◆ Text for analysis:
Scalable Automatic Differentiation of Multiple Parallel Paradigms through Compiler Augmentation
Published at Supercomputing’ 22.
Abstract
Derivatives are key to numerous science, engineering, and machine learning applications. While existing tools generate derivatives of programs in a single language, modern parallel applications combine a set of frameworks and languages to leverage available performance and function in an evolving hardware landscape. We propose a scheme for differentiating arbitrary DAG-based parallelism that preserves scalability and efficiency, implemented into the LLVM-based Enzyme automatic differentiation framework. By integrating with a full-fledged compiler backend, Enzyme can differentiate numerous parallel frameworks and directly control code generation. Combined with its ability to differentiate any LLVM-based language, this flexibility permits Enzyme to leverage the compiler tool chain for parallel and differentiation-specific optimization. We differentiate nine distinct version of the LULESH and miniBUDE applications, written in different programming languages (C++, Julia) and parallel frameworks (OpenMP, MPI, RAJA, Julia tasks, MPI.jl), demonstrating similar scalability to the original program. On benchmarks with 64 threads or nodes, we find a differentiation overhead of 3.4-6.8x on C++ and 5.4-12.5x on Julia.

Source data
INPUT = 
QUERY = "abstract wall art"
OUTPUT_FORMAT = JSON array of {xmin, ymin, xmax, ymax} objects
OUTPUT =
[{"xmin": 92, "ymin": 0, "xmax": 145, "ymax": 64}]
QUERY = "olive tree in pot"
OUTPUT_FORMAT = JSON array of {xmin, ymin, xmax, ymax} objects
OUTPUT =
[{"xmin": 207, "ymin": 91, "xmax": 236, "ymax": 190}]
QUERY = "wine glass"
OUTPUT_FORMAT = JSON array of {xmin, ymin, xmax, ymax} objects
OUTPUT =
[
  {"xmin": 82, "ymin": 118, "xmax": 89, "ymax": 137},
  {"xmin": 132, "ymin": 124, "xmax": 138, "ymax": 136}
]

◆ Assignment:
Decide whether each statement below agrees with the abstract, answering yes or no and quoting the words from the abstract that settle it: (a) Enzyme is an automatic differentiation framework built on LLVM; (b) on benchmarks with 64 threads or nodes, the differentiation overhead was lower on Julia than on C++; (c) the differentiated versions of LULESH and miniBUDE were all written in C++.

◆ Task output:
(a) Yes: "implemented into the LLVM-based Enzyme automatic differentiation framework"
(b) No: "we find a differentiation overhead of 3.4-6.8x on C++ and 5.4-12.5x on Julia"
(c) No: "written in different programming languages (C++, Julia)"